> [Text passage]:
----------------------------------------
Although the expression of a large fraction of genes was clearly strictly tissue-specific, thanks to the sequencing depth applied, a relevant overlap between the two transcriptomes (77.37%) was observed. The issue of transcriptome richness was addressed by analyzing the relative contributions of the expression of each contig to the total observed transcription in the two tissues, and in RNA-seq data of L. chalumnae muscle (Figure 7). Highly specialized tissues are expected to invest the most gene expression in a selected set of genes, thus being transcriptionally poor, whereas tissues involved in many different biological functions, characterized by the coexistence of many different cell types are expected to be transcriptionally rich, as they express a broader range of transcripts. Within this picture, muscle is a classic example of a highly specialized tissue, expressing at particularly high levels a limited set of genes involved in the structural organization of muscle fibers and responsible of contraction. Testis expresses a broader range of transcripts, which is in agreement with the assumption that cells in this organ are characterized by drastic morphological and functional changes linked to gamete generation: in this scenario chromatin structure is constantly rearranged and gene expression may therefore be substantially variable during the different stages of spermatogenesis . Despite being transcriptionally poorer than testis, the RNA-seq of liver likely brought a remarkable amount of additional data as pointed out by the extent of the overlap between the two transcriptomes (Figure 8). Therefore, although the RNA-seq of two different organs like testis and liver was particularly effective to approach the coverage of a complete transcriptome, the incomplete overlap observed between the two L. menadoensis transcriptomes and the L. chalumnae muscle suggests that the sequencing of RNAs obtained from additional samples would be useful in order to effectively describe the complete transcriptome of this organism.
----------------------------------------
> [The data]:

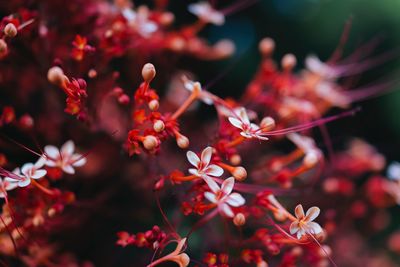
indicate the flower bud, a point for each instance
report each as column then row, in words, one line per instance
column 3, row 47
column 267, row 123
column 235, row 159
column 310, row 159
column 154, row 104
column 10, row 30
column 289, row 61
column 123, row 99
column 182, row 141
column 239, row 219
column 239, row 173
column 148, row 72
column 150, row 142
column 159, row 126
column 266, row 46
column 55, row 75
column 92, row 73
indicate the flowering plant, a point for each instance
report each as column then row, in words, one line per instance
column 98, row 145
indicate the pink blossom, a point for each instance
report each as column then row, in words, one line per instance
column 304, row 223
column 27, row 172
column 202, row 164
column 249, row 130
column 223, row 196
column 65, row 158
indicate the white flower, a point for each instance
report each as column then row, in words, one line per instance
column 249, row 130
column 223, row 196
column 7, row 185
column 64, row 158
column 304, row 223
column 27, row 172
column 393, row 171
column 177, row 256
column 191, row 85
column 205, row 12
column 202, row 164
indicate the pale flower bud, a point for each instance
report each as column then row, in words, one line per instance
column 159, row 126
column 150, row 142
column 10, row 30
column 55, row 75
column 239, row 219
column 289, row 61
column 154, row 104
column 182, row 141
column 239, row 173
column 3, row 47
column 310, row 159
column 235, row 159
column 148, row 72
column 267, row 123
column 266, row 46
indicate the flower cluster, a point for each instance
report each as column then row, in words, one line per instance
column 224, row 187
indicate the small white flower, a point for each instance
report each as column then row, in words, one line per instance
column 304, row 223
column 223, row 196
column 393, row 171
column 27, row 172
column 7, row 185
column 65, row 158
column 202, row 164
column 191, row 85
column 249, row 130
column 205, row 12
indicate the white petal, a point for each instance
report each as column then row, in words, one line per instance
column 294, row 227
column 26, row 168
column 25, row 182
column 194, row 172
column 243, row 116
column 52, row 152
column 226, row 210
column 262, row 137
column 41, row 161
column 211, row 183
column 214, row 170
column 78, row 160
column 68, row 148
column 244, row 134
column 193, row 158
column 235, row 122
column 300, row 233
column 299, row 211
column 51, row 163
column 314, row 228
column 39, row 174
column 235, row 200
column 68, row 169
column 211, row 197
column 393, row 171
column 227, row 185
column 10, row 184
column 206, row 155
column 312, row 213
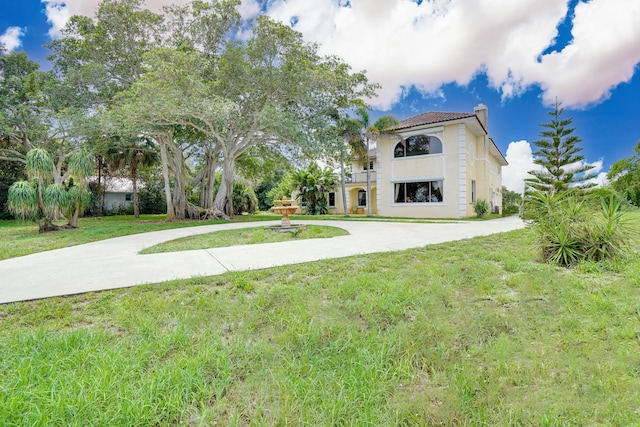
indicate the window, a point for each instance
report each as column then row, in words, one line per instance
column 332, row 199
column 418, row 192
column 362, row 198
column 418, row 145
column 364, row 165
column 473, row 191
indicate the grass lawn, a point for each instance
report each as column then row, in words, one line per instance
column 245, row 236
column 474, row 332
column 24, row 239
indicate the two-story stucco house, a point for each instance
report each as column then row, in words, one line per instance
column 433, row 165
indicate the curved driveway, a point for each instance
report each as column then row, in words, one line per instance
column 115, row 263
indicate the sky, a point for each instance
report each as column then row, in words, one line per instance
column 516, row 57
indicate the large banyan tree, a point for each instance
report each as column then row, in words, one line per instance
column 205, row 85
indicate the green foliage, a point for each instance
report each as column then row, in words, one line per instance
column 571, row 231
column 433, row 336
column 558, row 154
column 511, row 201
column 39, row 165
column 152, row 201
column 23, row 199
column 313, row 185
column 244, row 200
column 284, row 188
column 481, row 207
column 10, row 172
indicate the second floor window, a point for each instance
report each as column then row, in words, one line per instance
column 418, row 145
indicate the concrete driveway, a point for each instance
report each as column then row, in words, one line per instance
column 115, row 263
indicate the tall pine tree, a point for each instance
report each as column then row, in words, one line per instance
column 562, row 166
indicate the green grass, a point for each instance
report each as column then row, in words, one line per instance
column 474, row 332
column 245, row 236
column 24, row 238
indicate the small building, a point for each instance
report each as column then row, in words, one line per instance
column 433, row 165
column 118, row 193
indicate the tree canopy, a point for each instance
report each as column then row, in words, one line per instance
column 203, row 87
column 562, row 167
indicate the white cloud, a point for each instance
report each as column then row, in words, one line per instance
column 249, row 9
column 11, row 38
column 520, row 158
column 402, row 43
column 58, row 15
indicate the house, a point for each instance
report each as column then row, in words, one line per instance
column 433, row 165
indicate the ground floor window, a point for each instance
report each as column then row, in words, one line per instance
column 418, row 192
column 362, row 198
column 332, row 199
column 473, row 191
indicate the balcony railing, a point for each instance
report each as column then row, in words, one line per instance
column 361, row 177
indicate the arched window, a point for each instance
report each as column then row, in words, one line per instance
column 418, row 145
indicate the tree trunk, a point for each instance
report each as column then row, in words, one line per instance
column 224, row 198
column 180, row 187
column 100, row 188
column 47, row 221
column 344, row 186
column 134, row 183
column 73, row 221
column 171, row 214
column 209, row 179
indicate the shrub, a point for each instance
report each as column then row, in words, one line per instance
column 481, row 207
column 571, row 230
column 244, row 200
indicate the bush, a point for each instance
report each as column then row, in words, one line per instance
column 152, row 201
column 481, row 208
column 244, row 200
column 570, row 230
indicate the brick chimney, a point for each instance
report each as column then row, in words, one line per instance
column 482, row 112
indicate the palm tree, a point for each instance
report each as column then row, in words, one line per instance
column 40, row 199
column 81, row 166
column 131, row 155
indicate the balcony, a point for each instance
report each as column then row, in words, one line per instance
column 361, row 177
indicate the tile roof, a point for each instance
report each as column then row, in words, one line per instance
column 431, row 117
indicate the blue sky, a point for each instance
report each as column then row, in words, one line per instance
column 450, row 55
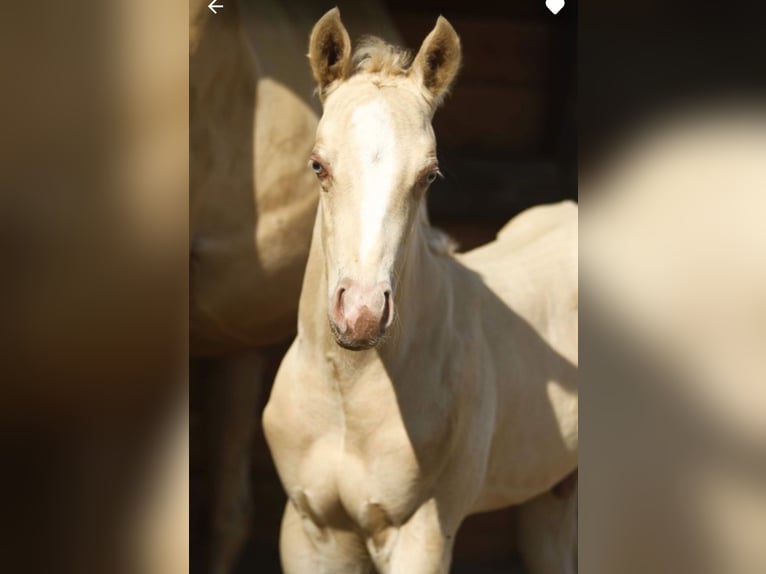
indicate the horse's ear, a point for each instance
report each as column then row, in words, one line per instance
column 329, row 51
column 438, row 60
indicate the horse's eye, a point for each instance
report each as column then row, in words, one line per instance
column 317, row 167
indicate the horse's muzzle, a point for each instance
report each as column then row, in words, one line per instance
column 360, row 314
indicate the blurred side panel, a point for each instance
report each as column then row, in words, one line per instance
column 672, row 131
column 93, row 284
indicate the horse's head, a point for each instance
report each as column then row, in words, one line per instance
column 374, row 156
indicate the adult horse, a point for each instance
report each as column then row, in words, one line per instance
column 252, row 207
column 421, row 387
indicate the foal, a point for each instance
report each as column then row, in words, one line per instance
column 421, row 387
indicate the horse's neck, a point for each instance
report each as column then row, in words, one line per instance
column 421, row 294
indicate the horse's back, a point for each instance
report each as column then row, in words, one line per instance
column 532, row 268
column 527, row 307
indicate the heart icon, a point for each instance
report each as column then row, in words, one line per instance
column 554, row 6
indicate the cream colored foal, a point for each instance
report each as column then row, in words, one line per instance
column 421, row 387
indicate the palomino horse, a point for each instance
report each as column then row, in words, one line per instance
column 252, row 208
column 421, row 387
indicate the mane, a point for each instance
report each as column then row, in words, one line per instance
column 376, row 56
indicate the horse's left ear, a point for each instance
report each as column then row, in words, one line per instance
column 438, row 60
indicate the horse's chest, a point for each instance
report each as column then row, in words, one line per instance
column 374, row 488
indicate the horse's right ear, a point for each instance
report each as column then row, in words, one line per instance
column 329, row 51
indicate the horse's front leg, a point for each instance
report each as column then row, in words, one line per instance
column 306, row 548
column 423, row 544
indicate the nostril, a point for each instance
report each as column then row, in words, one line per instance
column 338, row 304
column 388, row 310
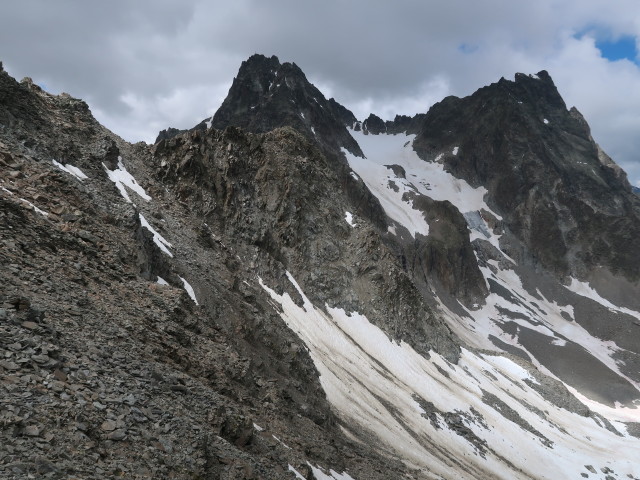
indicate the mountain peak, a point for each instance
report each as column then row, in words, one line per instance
column 267, row 94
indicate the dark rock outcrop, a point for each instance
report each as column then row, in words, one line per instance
column 558, row 192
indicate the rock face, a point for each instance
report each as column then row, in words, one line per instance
column 565, row 199
column 267, row 94
column 254, row 299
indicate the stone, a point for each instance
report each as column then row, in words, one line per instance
column 32, row 430
column 117, row 435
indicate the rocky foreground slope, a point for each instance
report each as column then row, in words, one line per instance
column 286, row 292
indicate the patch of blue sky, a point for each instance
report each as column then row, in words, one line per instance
column 619, row 49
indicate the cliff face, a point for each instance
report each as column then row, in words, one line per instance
column 285, row 292
column 560, row 195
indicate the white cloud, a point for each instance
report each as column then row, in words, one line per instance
column 147, row 65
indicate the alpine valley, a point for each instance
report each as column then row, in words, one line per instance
column 285, row 291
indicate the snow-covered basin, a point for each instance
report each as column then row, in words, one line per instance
column 364, row 373
column 426, row 178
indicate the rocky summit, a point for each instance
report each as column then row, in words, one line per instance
column 285, row 291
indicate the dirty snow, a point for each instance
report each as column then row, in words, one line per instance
column 296, row 473
column 333, row 475
column 158, row 239
column 36, row 209
column 349, row 218
column 423, row 178
column 122, row 178
column 71, row 170
column 583, row 289
column 189, row 289
column 281, row 442
column 362, row 372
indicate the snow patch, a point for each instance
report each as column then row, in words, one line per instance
column 158, row 239
column 122, row 178
column 281, row 442
column 296, row 473
column 189, row 289
column 333, row 475
column 349, row 218
column 424, row 178
column 71, row 170
column 363, row 372
column 583, row 289
column 36, row 209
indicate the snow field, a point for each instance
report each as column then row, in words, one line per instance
column 122, row 178
column 363, row 372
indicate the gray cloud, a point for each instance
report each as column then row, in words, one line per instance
column 146, row 65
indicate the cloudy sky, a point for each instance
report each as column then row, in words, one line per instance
column 145, row 65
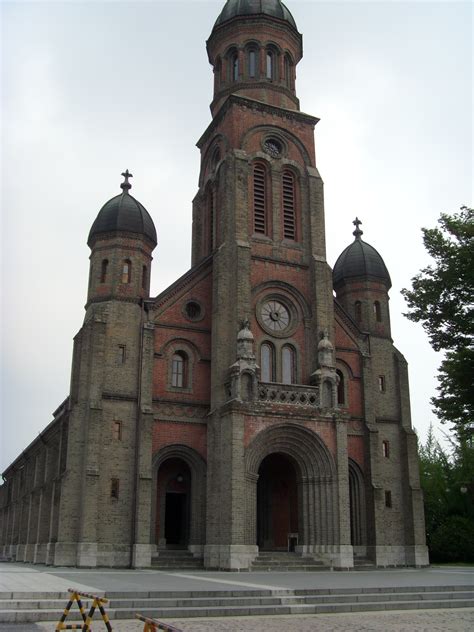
----------------------------------------
> [Task directions]:
In the passage on transcriptome richness, what percentage of overlap was observed between the two transcriptomes?

> [Result for this task]:
77.37%